• **Exercise directions**: I'd like the listing below copied exactly, with the images left out.

• **Study material**:
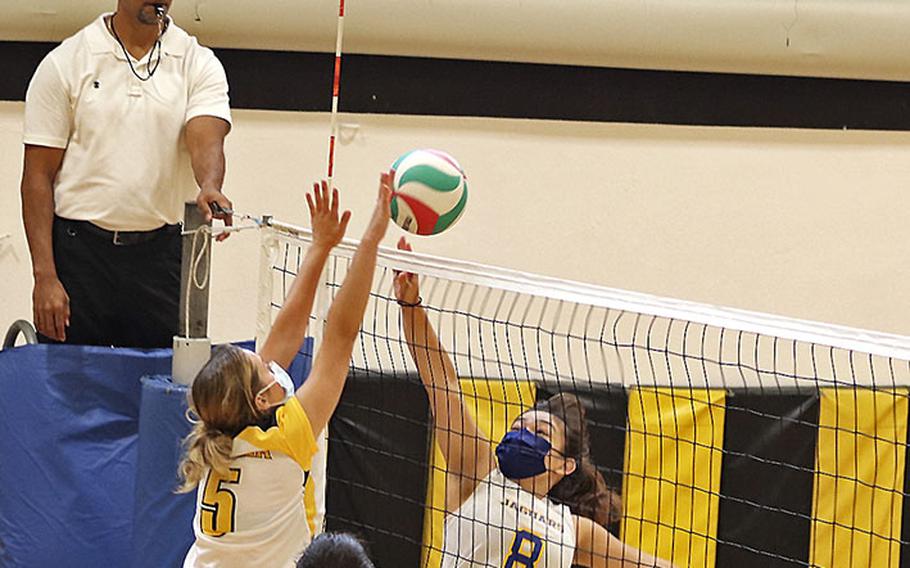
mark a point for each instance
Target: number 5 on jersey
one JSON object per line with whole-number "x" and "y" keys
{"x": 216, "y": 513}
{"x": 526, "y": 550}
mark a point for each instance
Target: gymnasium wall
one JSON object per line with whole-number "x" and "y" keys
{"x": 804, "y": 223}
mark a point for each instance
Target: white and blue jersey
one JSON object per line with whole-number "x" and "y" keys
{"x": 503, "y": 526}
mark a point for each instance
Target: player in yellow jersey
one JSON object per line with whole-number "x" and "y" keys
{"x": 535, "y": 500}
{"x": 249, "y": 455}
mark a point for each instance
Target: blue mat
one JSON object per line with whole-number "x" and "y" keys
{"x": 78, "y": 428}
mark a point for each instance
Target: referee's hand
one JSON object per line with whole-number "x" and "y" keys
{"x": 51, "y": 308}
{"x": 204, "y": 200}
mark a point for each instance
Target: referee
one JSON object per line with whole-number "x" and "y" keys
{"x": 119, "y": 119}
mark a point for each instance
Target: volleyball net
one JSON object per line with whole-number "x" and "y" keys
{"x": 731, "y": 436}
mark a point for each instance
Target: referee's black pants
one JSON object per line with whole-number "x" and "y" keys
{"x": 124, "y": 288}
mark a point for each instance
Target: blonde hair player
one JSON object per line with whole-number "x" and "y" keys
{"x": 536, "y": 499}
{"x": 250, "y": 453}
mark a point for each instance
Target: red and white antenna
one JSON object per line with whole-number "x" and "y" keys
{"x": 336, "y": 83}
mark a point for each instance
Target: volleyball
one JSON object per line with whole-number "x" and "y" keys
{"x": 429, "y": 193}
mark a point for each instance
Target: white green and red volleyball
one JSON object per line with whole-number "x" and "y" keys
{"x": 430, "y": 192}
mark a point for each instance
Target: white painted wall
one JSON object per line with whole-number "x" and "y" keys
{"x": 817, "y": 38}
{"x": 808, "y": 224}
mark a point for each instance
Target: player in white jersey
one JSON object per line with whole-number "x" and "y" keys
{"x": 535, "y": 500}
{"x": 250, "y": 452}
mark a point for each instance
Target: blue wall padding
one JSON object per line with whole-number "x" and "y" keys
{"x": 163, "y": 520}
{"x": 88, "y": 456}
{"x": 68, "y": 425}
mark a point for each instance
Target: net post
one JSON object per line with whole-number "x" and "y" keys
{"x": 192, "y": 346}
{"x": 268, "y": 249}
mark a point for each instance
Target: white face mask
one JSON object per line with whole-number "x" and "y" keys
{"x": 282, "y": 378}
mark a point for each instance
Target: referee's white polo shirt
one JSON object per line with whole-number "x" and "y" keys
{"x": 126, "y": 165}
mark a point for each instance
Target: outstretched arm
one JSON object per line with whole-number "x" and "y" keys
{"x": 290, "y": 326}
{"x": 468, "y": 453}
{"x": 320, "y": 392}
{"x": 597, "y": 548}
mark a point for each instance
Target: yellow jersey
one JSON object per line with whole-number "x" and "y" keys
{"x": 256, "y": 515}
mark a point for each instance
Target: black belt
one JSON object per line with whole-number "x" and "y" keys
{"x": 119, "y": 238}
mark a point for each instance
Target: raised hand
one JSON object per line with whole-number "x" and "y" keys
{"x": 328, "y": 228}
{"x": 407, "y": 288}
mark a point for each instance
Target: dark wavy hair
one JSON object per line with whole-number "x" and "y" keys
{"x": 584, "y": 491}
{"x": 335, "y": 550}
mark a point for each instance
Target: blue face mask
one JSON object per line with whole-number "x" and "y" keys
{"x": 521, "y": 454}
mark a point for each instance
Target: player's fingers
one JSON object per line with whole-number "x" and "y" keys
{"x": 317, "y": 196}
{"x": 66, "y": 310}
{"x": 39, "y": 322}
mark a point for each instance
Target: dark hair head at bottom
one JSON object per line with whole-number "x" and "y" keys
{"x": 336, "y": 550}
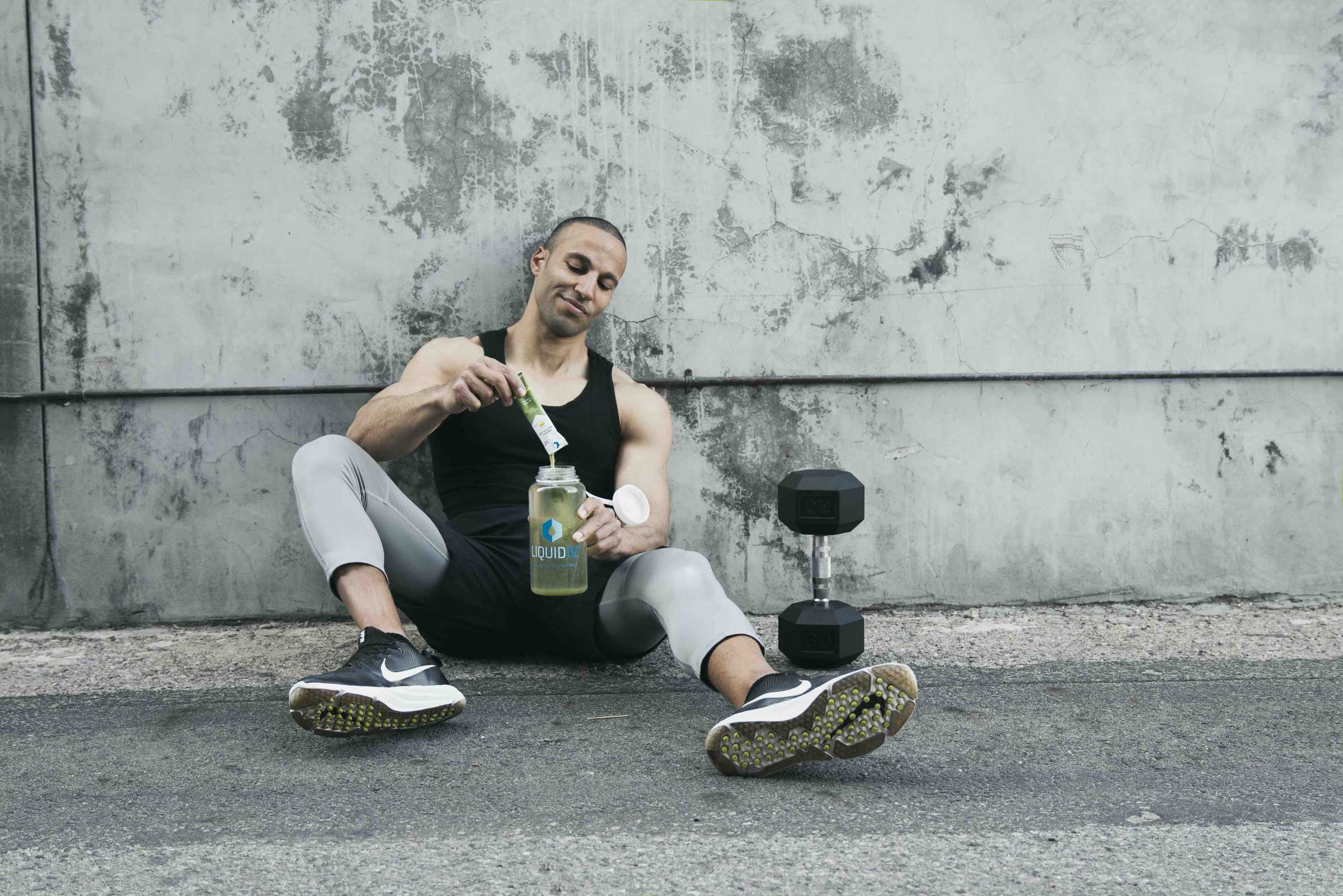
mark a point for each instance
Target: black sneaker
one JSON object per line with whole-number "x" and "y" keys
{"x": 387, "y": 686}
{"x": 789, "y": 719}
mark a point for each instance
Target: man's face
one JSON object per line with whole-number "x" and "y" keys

• **Expected answer**:
mark a point for each instance
Target: number 5 on jersey
one JSON object per line with whole-number "x" and "y" keys
{"x": 216, "y": 513}
{"x": 526, "y": 550}
mark a point for each instance
Target: gymnasium wall
one JSON object per line with whole-number "x" and "y" keys
{"x": 804, "y": 223}
mark a point for each instance
Target: white and blue jersey
one JSON object per line with whole-number "x" and "y" keys
{"x": 503, "y": 526}
mark a point for each instance
Target: player in yellow jersey
one JSON object per line with whole-number "x" and "y" keys
{"x": 535, "y": 500}
{"x": 249, "y": 455}
mark a point for each instance
Target: blue mat
one JSON object per line with whole-number "x" and "y" keys
{"x": 78, "y": 428}
mark a point for each instance
Target: referee's hand
one JSON object per line with whole-number "x" and "y" keys
{"x": 51, "y": 308}
{"x": 204, "y": 200}
mark a point for each instance
Target: referee
one JSON object per line with whole-number "x" and "y" keys
{"x": 119, "y": 119}
mark a point for each instance
Target: volleyball net
one JSON object per line with whole-number "x" and "y" keys
{"x": 731, "y": 436}
mark a point for each instance
Target: referee's black pants
one JSON object per line with whole-number "x" and "y" keys
{"x": 124, "y": 288}
mark a point for each instance
Target: blonde hair player
one JSON object per line with whole-number "x" and "y" keys
{"x": 536, "y": 499}
{"x": 250, "y": 453}
mark a point for each instance
Target: red and white antenna
one JSON object per line with whole-number "x" and "y" keys
{"x": 336, "y": 83}
mark a point for each instance
Target: volleyball
one JSON object per line with whole-number "x" and "y" keys
{"x": 429, "y": 193}
mark a point for each instance
Target: white green and red volleyball
one JSON object per line with whole-number "x" and "y" keys
{"x": 430, "y": 192}
mark a point for each instance
Target: white painted wall
one JSON object per line with whole-number "x" and "y" keys
{"x": 817, "y": 38}
{"x": 808, "y": 224}
mark a point for each instance
Target: player in white jersey
one JSON object per line with whole-number "x" and "y" keys
{"x": 535, "y": 500}
{"x": 250, "y": 452}
mark a point for each instance
Target: blue wall padding
one JSON object per line with whole-number "x" and "y" keys
{"x": 163, "y": 520}
{"x": 88, "y": 456}
{"x": 68, "y": 425}
mark a point for each instance
Target: net post
one JSON object per line with whole-number "x" and "y" keys
{"x": 192, "y": 346}
{"x": 268, "y": 249}
mark a point for each instance
Target: white face mask
one JSON object per line with whole-number "x" and "y" keys
{"x": 282, "y": 378}
mark a point for each instance
Target: referee's white polo shirt
one JSON object per line with whole-number "x" and "y" keys
{"x": 126, "y": 165}
mark a point for each instance
Target: outstretched arm
one JSON object per line with whole-number "x" and "y" keys
{"x": 290, "y": 326}
{"x": 468, "y": 453}
{"x": 320, "y": 392}
{"x": 597, "y": 548}
mark a point for each instance
Target: yellow jersey
one JSON object per line with whole-number "x" and "y" keys
{"x": 256, "y": 515}
mark a point for each instance
Target: black belt
one JSON object per line with whole-number "x" and "y" keys
{"x": 119, "y": 238}
mark a point for each instance
Target: raised hand
one JSON object per line with whole-number "x" and "y" keys
{"x": 328, "y": 228}
{"x": 407, "y": 288}
mark a point for each instance
Target: dark wavy hair
one JSON object per line with whole-number "x" and "y" keys
{"x": 584, "y": 491}
{"x": 335, "y": 550}
mark a point for each instance
Target: blue face mask
one JSON object per line with whole-number "x" and "y" keys
{"x": 521, "y": 454}
mark a point for each instance
Target: player's fingers
one JSON object per line with whole-number "x" and "y" keys
{"x": 317, "y": 196}
{"x": 66, "y": 310}
{"x": 39, "y": 322}
mark a point for each instance
Target: dark hair head at bottom
one JSON object per line with whole-number "x" and "y" keys
{"x": 336, "y": 550}
mark a point for each instance
Target: black sneaker
one JSON object per line with whole-number "x" and "y" keys
{"x": 387, "y": 686}
{"x": 789, "y": 719}
mark a point for each instance
Target: man's face
one JSON object per line with whole-number "x" and "y" keys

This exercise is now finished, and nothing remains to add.